Written request:
List each line in the records below that contains the string "plant". The match is case-sensitive.

### Records shown ###

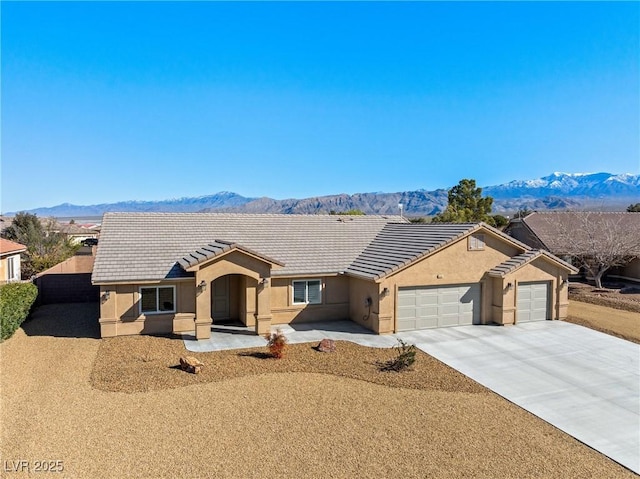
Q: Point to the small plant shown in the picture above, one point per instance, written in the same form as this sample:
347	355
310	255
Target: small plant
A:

###

Written solution:
Q: Point to the small plant shown in the picture above, one point per instance, written in the same form as this sample:
Target: small plant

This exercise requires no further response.